■ Directions ■
From the blog post below, extract the passage that starts at the words "Last year, Nashville" and ends after the words "isn't exactly comforting.", copied word for word.

Well let me tell you, each month as I receive my new issue of Men's Health magazine, I am further convinced that Nashville is just not the place to be.

Each year they do an article on the 101 best (and worst) places to live. And there's science that goes into it, not just personal opinion. Their rankings are based on mortality stats from the Centers for Disease Control, the CDC's "Sexually Transmitted Disease Report", "Crime in the U.S." from the FBI, the EPA's Air Quality Report, CDC Behavioral Risk factor surveillance Report, the Urban Mobility Study, fitness data from Claritis research, park and recreation data, and physician data from Health Market Science.

Last year, Nashville ranked 99 out of 101 with a grade of an "F." This last time around our Fitness Grade, Quality of Life grade, and Health grade were all "D's." Needless to say, moving up from an F to a D isn't exactly comforting.

Shortly after that, MH began releasing monthly reports on the 101 largest cities in America on a variety of topics. Again, I wasn't comforted.

In "The United States of Anxiety" where they rated cities according to stress, Nashville got a B-. Not too bad. The next month, they graded cities according to the divorce rate. An awesome D that time around. The month after that was "Is Your Town Toxic?" where they rated the industrial toxicity. A C for us. "Is Your City Sloshed" was the next month's report. As if you couldn't tell from the title, they did research to determine the drunkest cities. Hooray for us! D again!And this month they researched cities according to STDs. Nashville ranked 80 out of 101 with a final grade of D- .

Now, I personally don't really have to concern myself with the STD reports or the drunk reports. But it's awesome to know who I'm rubbing elbows with at Wal-Mart.

What was very surprising to me was the number of West Coast cities that consistently do well. All this time we're told how horrible California is for you when actually where we are ain't exactly Eden either.

So pack your bags friends. We got to get the heck outta Dodge!

My Toaster

My toaster has a setting that goes from light to dark. Now I can understand having different levels to cook the toast to your specific preference, but what I don't understand is why the highest setting basically transforms a piece of bread into a smoldering chunk of carbon.

Who eats their toast like this?

What brain-dead astro-boy finds what is basically burnt black charcoal appealing to the taste buds? In my opinion, the toaster shouldn't be labeled "HIGH" it should be labeled "MARS LAVA."

And I'm sorry, but this isn't a taste that a pat of butter is going to remedy.

Tuesday, September 07, 2004

Bloopers In Heaven

It is my firm belief (or at least my firm hope) that when we get to heaven, there will be gag reels of our lives waiting there for everyone to see and laugh at. I am picturing a time when all of us will gather together, the lights will dim, and we'll see bloopers from everyone's lives. Every slip, trip, stumble, and fall will be there for all of us to laugh at and enjoy.

I can't wait.

[Referring expression data]

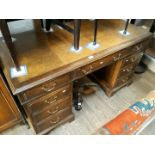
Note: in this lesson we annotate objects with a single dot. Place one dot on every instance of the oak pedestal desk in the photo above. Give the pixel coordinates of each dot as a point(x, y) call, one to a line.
point(46, 92)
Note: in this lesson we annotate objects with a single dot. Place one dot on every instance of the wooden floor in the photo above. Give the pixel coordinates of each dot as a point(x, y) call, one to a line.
point(99, 109)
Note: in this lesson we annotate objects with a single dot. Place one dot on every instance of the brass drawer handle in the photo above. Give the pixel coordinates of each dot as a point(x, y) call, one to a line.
point(133, 59)
point(116, 58)
point(50, 102)
point(138, 47)
point(124, 80)
point(90, 70)
point(56, 121)
point(49, 89)
point(53, 112)
point(128, 70)
point(126, 60)
point(101, 62)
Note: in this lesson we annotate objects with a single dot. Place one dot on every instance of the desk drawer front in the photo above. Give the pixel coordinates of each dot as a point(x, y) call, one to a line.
point(127, 70)
point(53, 110)
point(123, 80)
point(134, 59)
point(53, 121)
point(44, 88)
point(48, 100)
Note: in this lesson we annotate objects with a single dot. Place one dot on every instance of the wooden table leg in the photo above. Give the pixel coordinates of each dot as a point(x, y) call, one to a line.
point(77, 24)
point(7, 37)
point(95, 31)
point(152, 29)
point(126, 26)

■ Exercise response ■
Last year, Nashville ranked 99 out of 101 with a grade of an "F." This last time around our Fitness Grade, Quality of Life grade, and Health grade were all "D's." Needless to say, moving up from an F to a D isn't exactly comforting.